### SET TASK
Return the lines of the listing verbatim, starting at the line that contains "Pinpoint the green porch" and ending at the line that contains "477,280,510,326", with both of those lines included.

### GIVEN DATA
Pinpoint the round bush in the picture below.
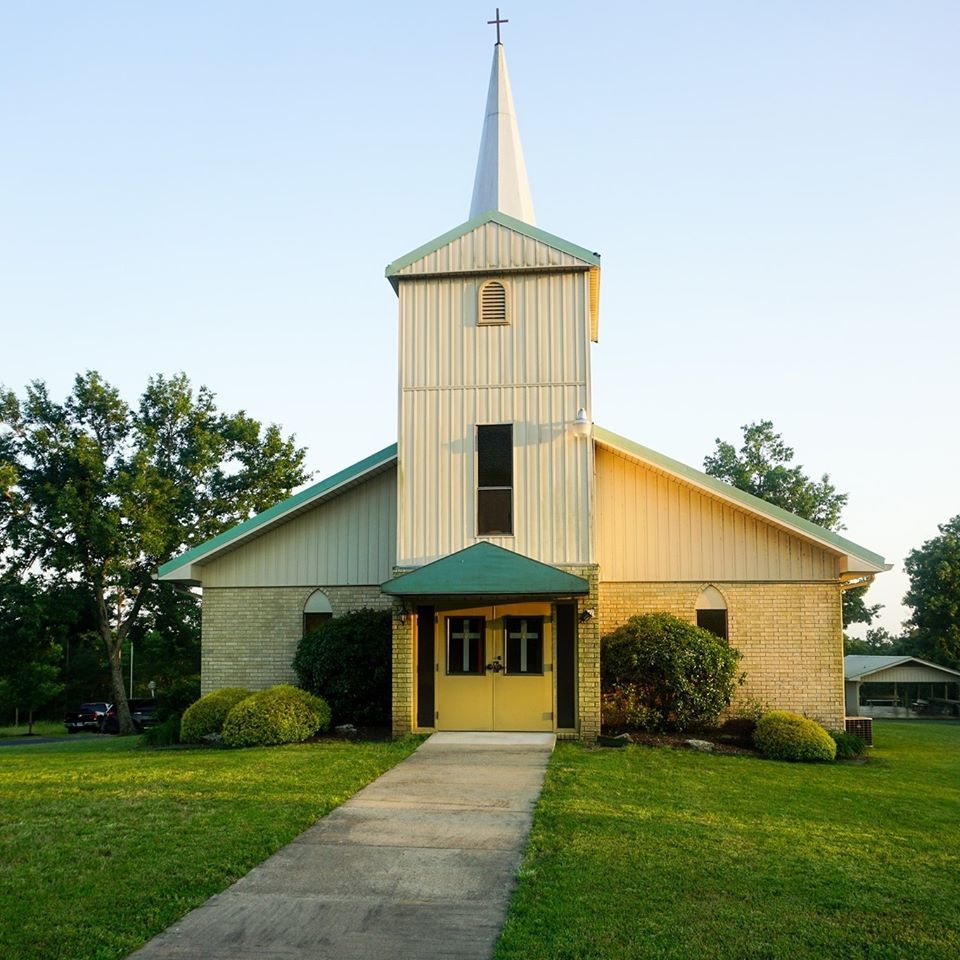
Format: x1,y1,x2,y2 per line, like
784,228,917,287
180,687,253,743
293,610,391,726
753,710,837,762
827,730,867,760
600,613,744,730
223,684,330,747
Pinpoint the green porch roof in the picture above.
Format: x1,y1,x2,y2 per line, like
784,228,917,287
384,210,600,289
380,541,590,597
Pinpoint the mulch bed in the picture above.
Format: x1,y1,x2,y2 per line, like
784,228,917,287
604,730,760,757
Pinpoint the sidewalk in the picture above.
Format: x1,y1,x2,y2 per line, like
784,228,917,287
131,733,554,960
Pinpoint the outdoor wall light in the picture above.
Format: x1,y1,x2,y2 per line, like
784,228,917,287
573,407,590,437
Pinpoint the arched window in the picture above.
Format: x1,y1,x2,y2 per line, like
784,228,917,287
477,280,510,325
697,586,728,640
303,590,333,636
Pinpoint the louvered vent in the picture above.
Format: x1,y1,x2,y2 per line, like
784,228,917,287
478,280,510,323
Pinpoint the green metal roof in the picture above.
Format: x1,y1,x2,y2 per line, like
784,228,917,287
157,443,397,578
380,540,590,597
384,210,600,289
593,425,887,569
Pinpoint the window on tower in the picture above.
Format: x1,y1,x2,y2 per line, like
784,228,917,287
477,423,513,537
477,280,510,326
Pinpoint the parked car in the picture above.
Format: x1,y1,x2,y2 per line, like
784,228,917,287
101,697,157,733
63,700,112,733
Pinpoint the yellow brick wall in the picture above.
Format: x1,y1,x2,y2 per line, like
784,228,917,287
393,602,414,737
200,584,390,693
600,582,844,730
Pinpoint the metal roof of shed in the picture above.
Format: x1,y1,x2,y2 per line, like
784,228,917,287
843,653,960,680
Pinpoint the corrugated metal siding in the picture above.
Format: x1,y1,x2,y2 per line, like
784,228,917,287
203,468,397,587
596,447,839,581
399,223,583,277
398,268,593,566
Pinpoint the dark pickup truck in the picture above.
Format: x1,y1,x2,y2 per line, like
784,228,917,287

--

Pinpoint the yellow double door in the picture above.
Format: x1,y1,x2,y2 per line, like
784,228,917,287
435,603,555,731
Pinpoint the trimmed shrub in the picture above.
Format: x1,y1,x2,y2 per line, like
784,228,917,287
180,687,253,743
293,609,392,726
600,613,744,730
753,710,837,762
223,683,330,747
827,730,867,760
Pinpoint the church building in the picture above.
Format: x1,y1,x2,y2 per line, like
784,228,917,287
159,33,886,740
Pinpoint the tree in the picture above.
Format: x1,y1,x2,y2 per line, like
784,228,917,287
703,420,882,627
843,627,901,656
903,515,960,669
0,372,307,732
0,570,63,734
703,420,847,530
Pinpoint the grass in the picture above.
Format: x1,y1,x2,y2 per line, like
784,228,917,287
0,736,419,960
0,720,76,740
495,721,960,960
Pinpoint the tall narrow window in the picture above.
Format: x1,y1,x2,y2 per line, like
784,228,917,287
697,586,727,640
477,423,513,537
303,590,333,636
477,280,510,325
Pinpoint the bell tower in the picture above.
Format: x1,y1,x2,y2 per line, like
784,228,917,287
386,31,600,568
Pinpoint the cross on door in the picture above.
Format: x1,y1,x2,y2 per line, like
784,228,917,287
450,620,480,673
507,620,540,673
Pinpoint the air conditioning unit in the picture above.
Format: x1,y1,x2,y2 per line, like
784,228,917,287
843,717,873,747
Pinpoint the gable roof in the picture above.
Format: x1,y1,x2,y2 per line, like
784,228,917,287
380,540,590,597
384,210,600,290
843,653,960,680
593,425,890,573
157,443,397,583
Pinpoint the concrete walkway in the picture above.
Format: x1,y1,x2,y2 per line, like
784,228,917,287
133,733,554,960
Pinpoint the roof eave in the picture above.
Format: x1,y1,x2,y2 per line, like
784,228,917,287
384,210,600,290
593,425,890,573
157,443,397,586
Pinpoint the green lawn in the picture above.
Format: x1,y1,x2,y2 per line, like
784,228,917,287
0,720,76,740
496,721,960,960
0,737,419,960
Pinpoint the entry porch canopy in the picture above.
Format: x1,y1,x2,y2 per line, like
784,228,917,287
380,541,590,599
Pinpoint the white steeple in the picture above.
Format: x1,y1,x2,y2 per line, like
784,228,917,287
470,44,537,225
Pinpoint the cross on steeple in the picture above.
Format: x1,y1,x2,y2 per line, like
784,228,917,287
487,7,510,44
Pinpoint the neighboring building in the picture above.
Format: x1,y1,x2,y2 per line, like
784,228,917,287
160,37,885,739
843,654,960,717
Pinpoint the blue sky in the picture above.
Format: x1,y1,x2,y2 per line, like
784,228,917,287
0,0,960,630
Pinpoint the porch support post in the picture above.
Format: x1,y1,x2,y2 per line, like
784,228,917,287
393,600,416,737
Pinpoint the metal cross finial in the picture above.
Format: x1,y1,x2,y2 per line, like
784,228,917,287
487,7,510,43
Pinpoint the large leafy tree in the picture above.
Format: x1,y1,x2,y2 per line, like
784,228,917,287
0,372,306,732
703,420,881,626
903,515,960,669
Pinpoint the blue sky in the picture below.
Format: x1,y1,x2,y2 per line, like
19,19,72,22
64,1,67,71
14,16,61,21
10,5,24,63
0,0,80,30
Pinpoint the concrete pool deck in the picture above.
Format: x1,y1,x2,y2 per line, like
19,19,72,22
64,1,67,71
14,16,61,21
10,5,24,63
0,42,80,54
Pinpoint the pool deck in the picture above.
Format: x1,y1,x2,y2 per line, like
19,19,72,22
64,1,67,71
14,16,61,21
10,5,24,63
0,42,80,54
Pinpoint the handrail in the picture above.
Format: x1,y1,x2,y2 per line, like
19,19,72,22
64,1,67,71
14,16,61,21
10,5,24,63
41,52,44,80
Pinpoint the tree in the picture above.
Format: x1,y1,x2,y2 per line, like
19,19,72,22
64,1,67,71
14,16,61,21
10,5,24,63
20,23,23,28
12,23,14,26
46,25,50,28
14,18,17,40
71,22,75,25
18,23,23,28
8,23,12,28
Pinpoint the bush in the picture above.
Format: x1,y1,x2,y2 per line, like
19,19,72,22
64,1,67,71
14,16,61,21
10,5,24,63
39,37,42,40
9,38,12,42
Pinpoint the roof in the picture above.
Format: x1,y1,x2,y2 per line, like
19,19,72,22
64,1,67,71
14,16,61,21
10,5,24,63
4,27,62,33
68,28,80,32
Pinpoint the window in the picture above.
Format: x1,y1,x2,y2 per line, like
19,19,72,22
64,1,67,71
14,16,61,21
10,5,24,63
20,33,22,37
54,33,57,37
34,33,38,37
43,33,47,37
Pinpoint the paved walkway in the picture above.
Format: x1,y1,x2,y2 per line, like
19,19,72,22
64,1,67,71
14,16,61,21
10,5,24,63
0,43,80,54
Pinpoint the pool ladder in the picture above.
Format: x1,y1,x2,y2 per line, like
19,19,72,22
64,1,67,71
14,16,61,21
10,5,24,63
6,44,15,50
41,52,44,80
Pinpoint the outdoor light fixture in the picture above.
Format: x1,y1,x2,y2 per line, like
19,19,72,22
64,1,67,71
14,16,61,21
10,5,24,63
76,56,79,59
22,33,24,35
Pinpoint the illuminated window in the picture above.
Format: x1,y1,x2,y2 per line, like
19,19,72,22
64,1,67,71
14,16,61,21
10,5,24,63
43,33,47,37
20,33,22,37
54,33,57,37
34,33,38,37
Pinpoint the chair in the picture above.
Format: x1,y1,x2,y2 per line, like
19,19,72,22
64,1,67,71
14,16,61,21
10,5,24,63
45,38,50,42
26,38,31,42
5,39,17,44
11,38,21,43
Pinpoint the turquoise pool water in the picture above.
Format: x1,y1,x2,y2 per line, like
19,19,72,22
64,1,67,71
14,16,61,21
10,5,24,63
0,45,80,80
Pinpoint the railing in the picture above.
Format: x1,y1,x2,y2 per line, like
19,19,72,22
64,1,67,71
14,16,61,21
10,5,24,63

### ANSWER IN FULL
Pinpoint the green porch roof in the picture above.
Format: x1,y1,x2,y2 per line, like
784,228,917,287
384,210,600,289
380,541,590,597
Pinpoint the mulch bed in the picture above.
Format: x1,y1,x2,y2 per line, like
784,228,917,287
604,730,760,757
Pinpoint the sidewalk in the picture above.
Format: x1,y1,x2,y2 per line, like
784,228,917,287
131,733,554,960
Pinpoint the outdoor wall light in the picture above.
Format: x1,y1,x2,y2 per line, like
784,228,917,287
573,407,590,437
Pinpoint the arched window in the picture above.
Format: x1,y1,x2,y2 per line, like
784,228,917,287
477,280,510,325
697,586,728,640
303,590,333,636
Pinpoint the louvered vent in the picture above.
Format: x1,y1,x2,y2 per line, like
784,228,917,287
478,280,510,323
Pinpoint the green metal roof in the picture above.
Format: x1,y1,x2,y2 per line, like
784,228,917,287
157,443,397,578
380,540,590,597
384,210,600,289
593,425,887,569
Pinpoint the window on tower in the picture above.
Format: x1,y1,x2,y2 per line, like
784,228,917,287
477,423,513,537
477,280,510,326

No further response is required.